Materiał do przetworzenia ::
--- --- ---
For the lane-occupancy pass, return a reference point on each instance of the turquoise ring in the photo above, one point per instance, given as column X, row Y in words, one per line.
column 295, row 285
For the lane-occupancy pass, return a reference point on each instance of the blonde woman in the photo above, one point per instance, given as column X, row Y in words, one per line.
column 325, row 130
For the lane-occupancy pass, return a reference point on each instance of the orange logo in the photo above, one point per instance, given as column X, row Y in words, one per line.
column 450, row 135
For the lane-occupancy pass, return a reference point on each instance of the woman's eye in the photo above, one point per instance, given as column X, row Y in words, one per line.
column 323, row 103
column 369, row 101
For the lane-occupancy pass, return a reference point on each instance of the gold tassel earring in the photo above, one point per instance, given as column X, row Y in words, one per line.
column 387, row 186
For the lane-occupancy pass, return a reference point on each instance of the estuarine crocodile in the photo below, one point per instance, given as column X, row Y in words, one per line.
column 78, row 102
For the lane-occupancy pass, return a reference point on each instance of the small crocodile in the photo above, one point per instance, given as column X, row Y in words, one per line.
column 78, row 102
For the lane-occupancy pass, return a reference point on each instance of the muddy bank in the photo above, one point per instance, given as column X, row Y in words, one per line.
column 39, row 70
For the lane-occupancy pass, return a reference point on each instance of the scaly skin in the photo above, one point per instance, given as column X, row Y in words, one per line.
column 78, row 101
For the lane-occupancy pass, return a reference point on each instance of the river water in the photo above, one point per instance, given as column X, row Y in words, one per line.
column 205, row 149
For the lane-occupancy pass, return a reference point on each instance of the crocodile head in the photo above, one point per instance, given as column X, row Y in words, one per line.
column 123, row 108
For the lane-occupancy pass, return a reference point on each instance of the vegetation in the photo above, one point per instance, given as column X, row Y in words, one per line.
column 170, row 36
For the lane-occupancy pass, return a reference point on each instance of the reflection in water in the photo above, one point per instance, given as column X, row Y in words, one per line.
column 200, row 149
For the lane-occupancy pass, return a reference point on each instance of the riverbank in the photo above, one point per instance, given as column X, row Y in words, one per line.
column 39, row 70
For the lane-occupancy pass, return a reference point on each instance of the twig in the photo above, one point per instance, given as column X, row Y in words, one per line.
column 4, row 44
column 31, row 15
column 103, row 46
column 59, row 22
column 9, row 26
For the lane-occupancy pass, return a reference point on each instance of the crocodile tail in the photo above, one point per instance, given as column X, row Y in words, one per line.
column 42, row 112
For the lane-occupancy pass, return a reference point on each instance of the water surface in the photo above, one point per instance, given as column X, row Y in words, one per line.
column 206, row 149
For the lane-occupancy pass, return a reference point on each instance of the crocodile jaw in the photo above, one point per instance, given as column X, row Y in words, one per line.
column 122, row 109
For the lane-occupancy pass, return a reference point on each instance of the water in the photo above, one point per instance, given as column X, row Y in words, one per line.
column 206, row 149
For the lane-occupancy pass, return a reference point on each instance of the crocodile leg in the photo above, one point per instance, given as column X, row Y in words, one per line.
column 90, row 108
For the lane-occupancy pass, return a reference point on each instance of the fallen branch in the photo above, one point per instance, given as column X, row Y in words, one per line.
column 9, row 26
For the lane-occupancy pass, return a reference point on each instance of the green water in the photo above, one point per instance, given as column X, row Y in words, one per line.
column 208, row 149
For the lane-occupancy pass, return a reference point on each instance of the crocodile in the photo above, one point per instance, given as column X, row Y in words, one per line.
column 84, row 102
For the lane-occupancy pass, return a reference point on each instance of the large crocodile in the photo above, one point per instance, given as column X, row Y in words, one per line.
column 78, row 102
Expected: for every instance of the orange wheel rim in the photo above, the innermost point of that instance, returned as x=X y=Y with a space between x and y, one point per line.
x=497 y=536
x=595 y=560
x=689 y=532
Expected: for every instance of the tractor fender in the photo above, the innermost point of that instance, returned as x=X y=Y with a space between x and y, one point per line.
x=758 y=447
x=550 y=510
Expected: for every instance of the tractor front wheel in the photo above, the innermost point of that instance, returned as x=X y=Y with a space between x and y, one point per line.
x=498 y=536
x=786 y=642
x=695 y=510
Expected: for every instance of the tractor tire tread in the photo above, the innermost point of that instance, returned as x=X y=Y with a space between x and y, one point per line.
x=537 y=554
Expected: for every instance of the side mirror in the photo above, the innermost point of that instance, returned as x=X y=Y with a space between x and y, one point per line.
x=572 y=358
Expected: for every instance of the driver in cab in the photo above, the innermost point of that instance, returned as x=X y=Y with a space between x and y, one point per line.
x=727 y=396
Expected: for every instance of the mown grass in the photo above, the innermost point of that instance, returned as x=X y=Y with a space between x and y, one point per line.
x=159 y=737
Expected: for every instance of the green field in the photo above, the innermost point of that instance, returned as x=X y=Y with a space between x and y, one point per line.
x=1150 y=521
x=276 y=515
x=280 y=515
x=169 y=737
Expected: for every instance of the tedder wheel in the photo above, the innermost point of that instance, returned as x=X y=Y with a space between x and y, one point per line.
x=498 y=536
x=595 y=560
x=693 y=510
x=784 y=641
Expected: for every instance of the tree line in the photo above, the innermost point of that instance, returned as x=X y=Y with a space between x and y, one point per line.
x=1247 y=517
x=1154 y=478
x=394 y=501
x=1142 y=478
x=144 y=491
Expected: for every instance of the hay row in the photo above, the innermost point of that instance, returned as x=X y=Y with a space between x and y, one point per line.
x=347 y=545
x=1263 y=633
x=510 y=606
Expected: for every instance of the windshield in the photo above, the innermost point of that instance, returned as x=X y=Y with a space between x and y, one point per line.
--- --- ---
Opis zadania :: Przedstaw w postaci tabeli Markdown wiersze listingu od wiersza z „Expected: for every instance of the side” do wiersza z „x=572 y=358”, oba włącznie, z pominięciem pustych wierszy. Kolumny nazwij Nr i Treść.

Wynik zadania ::
| Nr | Treść |
|---|---|
| 1 | Expected: for every instance of the side mirror in the photo above, the innermost point of that instance, returned as x=X y=Y with a space between x and y, one point per line. |
| 2 | x=572 y=358 |